■ **Record list**:
□ □ □

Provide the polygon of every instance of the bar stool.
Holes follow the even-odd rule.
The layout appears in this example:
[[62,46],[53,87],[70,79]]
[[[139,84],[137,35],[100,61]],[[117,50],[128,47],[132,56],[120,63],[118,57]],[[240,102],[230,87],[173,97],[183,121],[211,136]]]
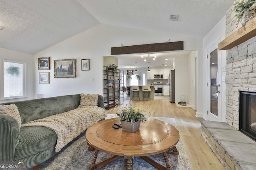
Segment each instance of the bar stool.
[[[132,100],[134,97],[137,98],[138,100],[140,100],[140,95],[139,94],[139,92],[140,91],[140,88],[138,86],[132,86],[131,91],[132,91]],[[135,92],[137,92],[137,96],[134,96],[134,94]]]
[[[143,92],[143,100],[144,98],[148,98],[149,100],[150,100],[150,91],[151,91],[151,88],[149,86],[142,86],[142,92]],[[148,92],[148,96],[145,96],[145,92]]]

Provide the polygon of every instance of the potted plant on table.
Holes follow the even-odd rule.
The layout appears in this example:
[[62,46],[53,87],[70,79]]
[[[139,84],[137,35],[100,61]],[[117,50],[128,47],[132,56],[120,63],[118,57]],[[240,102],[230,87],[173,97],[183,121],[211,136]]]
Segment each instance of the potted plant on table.
[[148,111],[149,116],[151,115],[149,107],[144,108],[142,103],[138,105],[136,103],[134,104],[134,102],[132,101],[129,104],[126,104],[126,107],[118,106],[115,108],[116,111],[118,111],[116,114],[120,118],[123,129],[131,132],[138,130],[140,123],[146,121],[143,113]]

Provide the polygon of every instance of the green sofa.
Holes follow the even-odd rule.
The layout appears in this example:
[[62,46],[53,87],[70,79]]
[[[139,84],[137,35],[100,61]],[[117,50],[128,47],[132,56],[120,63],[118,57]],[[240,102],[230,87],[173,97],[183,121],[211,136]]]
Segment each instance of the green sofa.
[[[75,109],[79,106],[80,99],[80,94],[75,94],[0,105],[15,104],[23,124]],[[104,108],[103,98],[100,95],[97,106]],[[16,119],[0,114],[0,161],[24,162],[26,169],[36,166],[56,153],[57,139],[53,130],[42,126],[22,127],[20,130]]]

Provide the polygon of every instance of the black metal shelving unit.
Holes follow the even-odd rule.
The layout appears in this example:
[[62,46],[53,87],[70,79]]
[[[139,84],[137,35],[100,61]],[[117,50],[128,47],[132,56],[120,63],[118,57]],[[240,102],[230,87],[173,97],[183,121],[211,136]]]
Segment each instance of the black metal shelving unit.
[[114,71],[109,69],[108,66],[103,66],[103,99],[104,107],[107,109],[120,104],[124,100],[123,97],[122,99],[120,93],[120,83],[124,84],[123,71],[122,78],[120,70]]

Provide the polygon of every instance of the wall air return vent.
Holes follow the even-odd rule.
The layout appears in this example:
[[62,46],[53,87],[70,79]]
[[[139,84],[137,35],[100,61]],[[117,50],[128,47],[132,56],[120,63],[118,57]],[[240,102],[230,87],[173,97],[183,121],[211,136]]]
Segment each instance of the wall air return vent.
[[178,18],[179,16],[178,15],[172,15],[170,14],[170,20],[171,21],[178,21]]

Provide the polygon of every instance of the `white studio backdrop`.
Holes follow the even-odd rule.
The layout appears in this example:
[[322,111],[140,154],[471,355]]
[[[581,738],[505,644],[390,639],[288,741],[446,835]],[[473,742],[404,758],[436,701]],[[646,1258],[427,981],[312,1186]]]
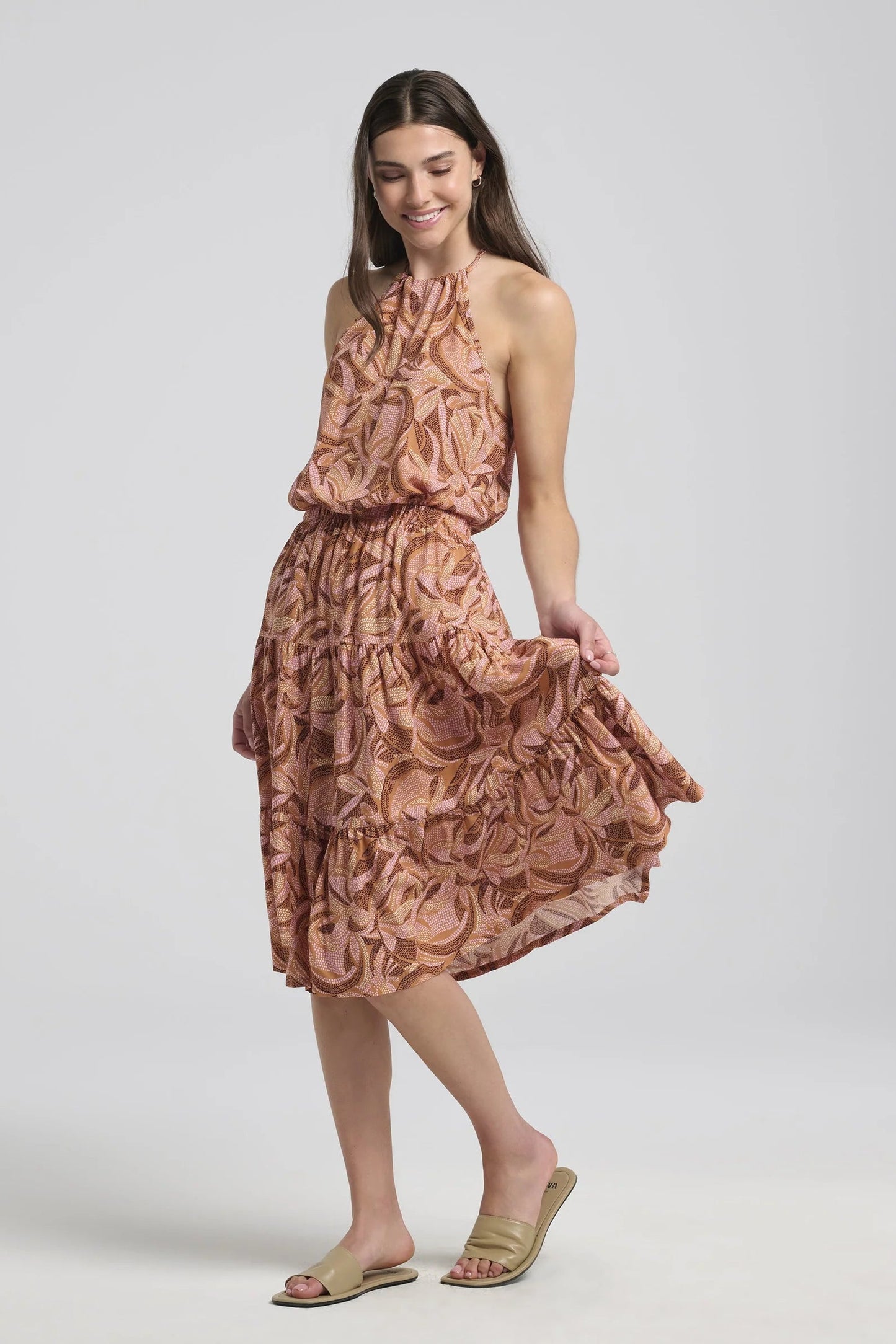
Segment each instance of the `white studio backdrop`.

□ □ □

■ **To be done**: Format the records above as a JSON list of strings, one string per line, leaving out blank lines and the picture lines.

■ **Task result**:
[
  "Provide the polygon of every instance of the bar stool.",
  "Holes follow the even-odd rule.",
  "The layout appears in this example:",
  "[[62,46],[53,87],[70,79]]",
  "[[[139,84],[137,35],[100,61]],[[117,50],[128,47],[132,56],[120,63],[118,57]],[[240,102],[230,87],[173,97],[183,121],[211,136]]]",
  "Segment each instance of the bar stool.",
  "[[[132,100],[134,97],[137,98],[138,100],[140,100],[140,95],[139,94],[139,92],[140,91],[140,88],[138,86],[132,86],[131,91],[132,91]],[[135,92],[137,92],[137,96],[134,96],[134,94]]]",
  "[[[143,92],[143,100],[144,98],[148,98],[149,100],[150,100],[150,91],[151,91],[151,88],[149,86],[142,86],[142,92]],[[148,92],[148,96],[145,96],[145,92]]]",
  "Provide the polygon of every instance of the potted plant on table.",
  "Holes follow the even-odd rule.",
  "The layout appears in this example:",
  "[[62,46],[53,87],[70,79]]",
  "[[[139,84],[137,35],[100,61]],[[117,50],[128,47],[132,56],[120,63],[118,57]],[[240,102],[230,87],[173,97],[183,121],[211,136]]]",
  "Segment each instance of the potted plant on table.",
  "[[148,111],[149,116],[151,115],[149,107],[144,108],[142,103],[138,105],[136,103],[134,104],[134,102],[132,101],[129,104],[126,104],[126,107],[118,106],[115,108],[116,111],[118,111],[116,114],[120,118],[123,129],[131,132],[138,130],[140,123],[146,121],[143,113]]",
  "Provide the polygon of every instance of the green sofa.",
  "Holes follow the even-odd rule.",
  "The layout appears in this example:",
  "[[62,46],[53,87],[70,79]]",
  "[[[139,84],[137,35],[100,61]],[[117,50],[128,47],[132,56],[120,63],[118,57]],[[240,102],[230,87],[173,97],[183,121],[211,136]]]",
  "Segment each instance of the green sofa.",
  "[[[75,109],[79,106],[80,99],[80,94],[75,94],[0,105],[15,104],[23,124]],[[104,108],[103,98],[100,95],[97,106]],[[16,119],[0,114],[0,161],[24,162],[26,169],[36,166],[56,153],[57,139],[53,130],[42,126],[22,127],[20,130]]]",
  "Provide the polygon of every instance of the black metal shelving unit.",
  "Holes follow the even-odd rule.",
  "The layout appears in this example:",
  "[[62,46],[53,87],[70,79]]",
  "[[[139,84],[137,35],[100,61]],[[117,50],[128,47],[132,56],[120,63],[118,57]],[[240,102],[230,87],[173,97],[183,121],[211,136]]]",
  "Segment each instance of the black metal shelving unit.",
  "[[114,71],[109,69],[108,66],[103,66],[103,99],[104,107],[107,109],[120,104],[124,100],[123,97],[122,99],[120,93],[120,83],[124,84],[123,71],[122,78],[120,70]]",
  "Provide the polygon of every instance of the wall air return vent.",
  "Holes follow the even-odd rule.",
  "The layout appears in this example:",
  "[[62,46],[53,87],[70,79]]",
  "[[[139,84],[137,35],[100,61]],[[117,50],[128,47],[132,56],[120,63],[118,57]],[[240,102],[230,87],[173,97],[183,121],[211,136]]]",
  "Segment each instance of the wall air return vent.",
  "[[178,18],[179,16],[178,15],[172,15],[170,14],[170,20],[171,21],[178,21]]",
  "Provide the polygon of every instance of the `white studio backdrop`.",
  "Holes follow the even-odd rule.",
  "The layout appears in this example:",
  "[[322,111],[140,154],[471,355]]",
  "[[[581,738],[505,644],[390,639],[288,741],[446,835]],[[473,742],[404,758],[436,701]],[[646,1258],[427,981],[312,1186]]]",
  "Segment each instance of the `white studio backdrop`."
]